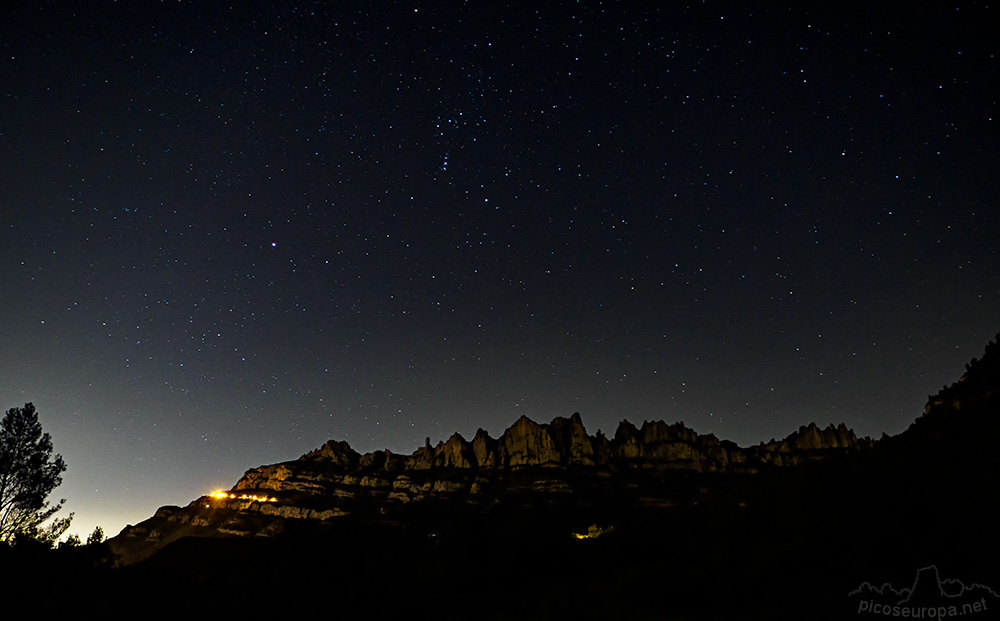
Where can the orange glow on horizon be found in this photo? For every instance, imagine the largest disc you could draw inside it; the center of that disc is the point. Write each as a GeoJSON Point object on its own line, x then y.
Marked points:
{"type": "Point", "coordinates": [230, 496]}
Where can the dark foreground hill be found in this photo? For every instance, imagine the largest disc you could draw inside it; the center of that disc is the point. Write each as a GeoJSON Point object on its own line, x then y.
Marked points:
{"type": "Point", "coordinates": [548, 522]}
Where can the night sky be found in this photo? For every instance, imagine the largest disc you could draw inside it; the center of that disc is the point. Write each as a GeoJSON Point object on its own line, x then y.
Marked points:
{"type": "Point", "coordinates": [233, 232]}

- - - - -

* Exercise brief:
Please copy out all of the material above, changing "disc" to "circle" throughout and keeping everything else the same. Leave the pictures out.

* Exercise answer:
Where can the orange glow on horizon be found in this photo? For every instance, imagine the largest circle you could draw inside it; the center of that circle is the point. Write each as a GeoJSON Point object on its own line, x then y.
Marked points:
{"type": "Point", "coordinates": [230, 496]}
Where can the dark foreground hill be found in this photo? For every instance, imagine the largest circle you could draw inside it; the center of that circle is the point. Write each as a GeoJSON Point object on its own line, x then y.
Marked points:
{"type": "Point", "coordinates": [548, 522]}
Where can the night sky be found in this photo? For every instance, imagine the largest circle you could draw inside it; the center of that circle is the point. Write each as a GeoJSON Point object on its own line, x then y.
Marked points:
{"type": "Point", "coordinates": [233, 232]}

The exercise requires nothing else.